The task:
Where in the entries below does "blue" appear? Copy every line that has it.

### Supplied material

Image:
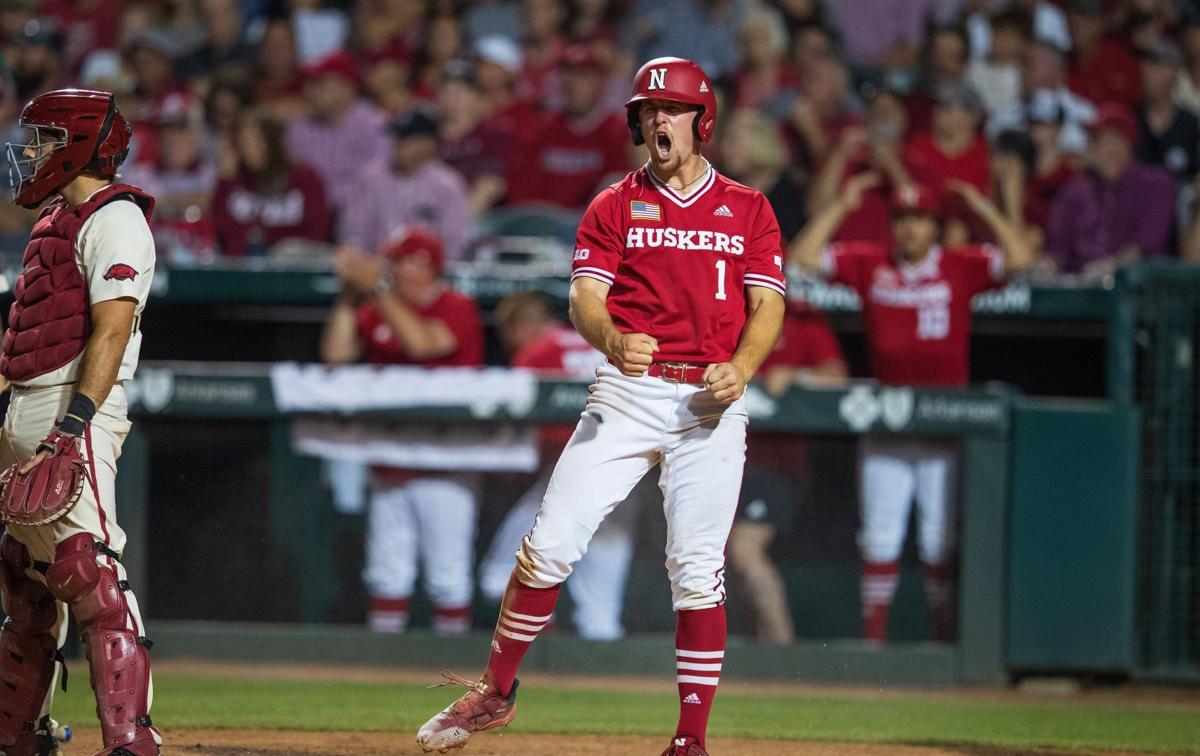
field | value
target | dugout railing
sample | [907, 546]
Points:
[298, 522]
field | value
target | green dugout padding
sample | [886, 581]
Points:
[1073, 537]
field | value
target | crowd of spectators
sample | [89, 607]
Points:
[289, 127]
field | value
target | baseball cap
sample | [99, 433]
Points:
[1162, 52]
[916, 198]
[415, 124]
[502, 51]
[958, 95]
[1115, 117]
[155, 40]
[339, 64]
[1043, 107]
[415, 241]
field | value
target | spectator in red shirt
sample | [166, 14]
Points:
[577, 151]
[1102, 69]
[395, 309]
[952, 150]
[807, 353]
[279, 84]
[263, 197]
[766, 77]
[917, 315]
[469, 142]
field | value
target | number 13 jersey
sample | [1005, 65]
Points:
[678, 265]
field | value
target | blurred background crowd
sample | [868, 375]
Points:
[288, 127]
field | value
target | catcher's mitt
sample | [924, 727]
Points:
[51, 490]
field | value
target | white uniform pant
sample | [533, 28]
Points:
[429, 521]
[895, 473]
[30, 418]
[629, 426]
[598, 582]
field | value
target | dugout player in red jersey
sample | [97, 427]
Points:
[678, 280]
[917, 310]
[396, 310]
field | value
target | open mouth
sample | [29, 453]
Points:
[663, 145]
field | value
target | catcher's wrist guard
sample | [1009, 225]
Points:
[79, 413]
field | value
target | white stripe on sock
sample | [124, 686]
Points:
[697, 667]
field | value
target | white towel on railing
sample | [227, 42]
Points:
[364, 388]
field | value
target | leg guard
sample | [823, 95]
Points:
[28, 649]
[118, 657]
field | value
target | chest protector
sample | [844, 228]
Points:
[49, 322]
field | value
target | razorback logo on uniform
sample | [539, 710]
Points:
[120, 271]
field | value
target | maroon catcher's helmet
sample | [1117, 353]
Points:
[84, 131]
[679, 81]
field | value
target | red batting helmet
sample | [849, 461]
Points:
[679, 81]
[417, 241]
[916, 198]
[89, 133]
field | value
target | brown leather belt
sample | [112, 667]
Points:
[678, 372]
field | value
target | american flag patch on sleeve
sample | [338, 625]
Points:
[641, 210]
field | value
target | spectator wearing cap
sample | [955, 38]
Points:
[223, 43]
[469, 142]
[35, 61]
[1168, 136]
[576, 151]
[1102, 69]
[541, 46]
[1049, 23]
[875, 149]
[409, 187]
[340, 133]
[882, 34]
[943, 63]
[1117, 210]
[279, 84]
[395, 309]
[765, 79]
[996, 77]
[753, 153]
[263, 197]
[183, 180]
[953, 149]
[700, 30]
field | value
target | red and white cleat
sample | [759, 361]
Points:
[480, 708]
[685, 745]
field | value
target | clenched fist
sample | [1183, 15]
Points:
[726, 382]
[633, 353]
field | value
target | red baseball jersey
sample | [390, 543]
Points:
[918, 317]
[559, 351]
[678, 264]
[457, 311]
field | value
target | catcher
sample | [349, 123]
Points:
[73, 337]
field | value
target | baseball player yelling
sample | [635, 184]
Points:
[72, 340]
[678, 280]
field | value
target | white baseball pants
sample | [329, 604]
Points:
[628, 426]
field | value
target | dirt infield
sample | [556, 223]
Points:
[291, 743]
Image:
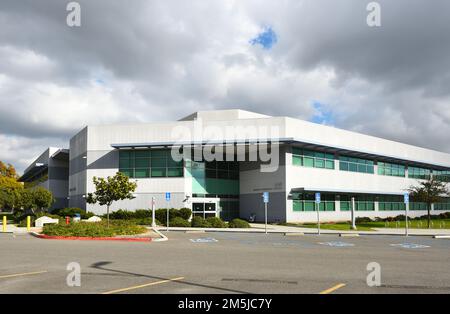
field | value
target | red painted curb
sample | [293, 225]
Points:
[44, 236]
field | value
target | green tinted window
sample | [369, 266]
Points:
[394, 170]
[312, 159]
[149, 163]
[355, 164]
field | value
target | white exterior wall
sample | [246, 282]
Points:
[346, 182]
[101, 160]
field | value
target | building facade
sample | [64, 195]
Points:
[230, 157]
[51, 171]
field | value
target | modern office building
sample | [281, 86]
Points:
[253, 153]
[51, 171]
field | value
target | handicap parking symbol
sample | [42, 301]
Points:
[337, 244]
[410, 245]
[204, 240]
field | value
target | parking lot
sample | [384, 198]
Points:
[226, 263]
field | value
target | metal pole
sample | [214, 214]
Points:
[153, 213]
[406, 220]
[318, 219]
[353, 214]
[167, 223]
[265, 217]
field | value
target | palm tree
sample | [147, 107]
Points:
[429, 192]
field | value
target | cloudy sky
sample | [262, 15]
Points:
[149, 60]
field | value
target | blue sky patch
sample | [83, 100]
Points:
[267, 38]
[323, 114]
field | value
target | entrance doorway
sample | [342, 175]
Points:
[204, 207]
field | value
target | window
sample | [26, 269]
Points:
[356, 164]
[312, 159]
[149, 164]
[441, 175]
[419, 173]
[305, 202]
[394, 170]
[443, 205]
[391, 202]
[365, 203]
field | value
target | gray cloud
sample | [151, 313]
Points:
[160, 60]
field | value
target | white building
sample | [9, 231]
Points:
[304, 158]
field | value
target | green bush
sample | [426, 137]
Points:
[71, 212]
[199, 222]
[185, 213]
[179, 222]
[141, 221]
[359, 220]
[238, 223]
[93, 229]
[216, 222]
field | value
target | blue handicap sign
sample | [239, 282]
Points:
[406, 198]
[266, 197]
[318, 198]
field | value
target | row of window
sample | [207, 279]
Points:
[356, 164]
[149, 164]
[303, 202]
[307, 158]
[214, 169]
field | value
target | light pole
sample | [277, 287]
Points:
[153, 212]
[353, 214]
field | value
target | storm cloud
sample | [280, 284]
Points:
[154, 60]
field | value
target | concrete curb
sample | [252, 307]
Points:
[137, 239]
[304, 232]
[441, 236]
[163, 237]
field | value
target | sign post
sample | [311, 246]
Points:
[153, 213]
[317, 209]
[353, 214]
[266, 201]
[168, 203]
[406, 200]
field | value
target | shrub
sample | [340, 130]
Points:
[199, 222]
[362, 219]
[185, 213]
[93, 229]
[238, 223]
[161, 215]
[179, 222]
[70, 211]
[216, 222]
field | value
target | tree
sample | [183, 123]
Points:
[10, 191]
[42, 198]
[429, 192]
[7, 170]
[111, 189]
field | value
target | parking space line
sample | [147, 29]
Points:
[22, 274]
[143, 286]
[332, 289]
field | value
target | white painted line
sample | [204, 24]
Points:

######

Answer:
target | blue sky patch
target | blue handicap sign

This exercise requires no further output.